> [Request]
Rewrite the entries below, changing each occurrence of "disc" to "circle" and leaving all other text unchanged.

┌──

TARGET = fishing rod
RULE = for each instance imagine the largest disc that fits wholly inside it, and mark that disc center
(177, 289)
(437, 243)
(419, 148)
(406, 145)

└──

> [Expected answer]
TARGET = fishing rod
RULE = for each instance imagine the largest circle that fits wholly inside it, and mark that circle center
(177, 289)
(437, 243)
(419, 148)
(406, 145)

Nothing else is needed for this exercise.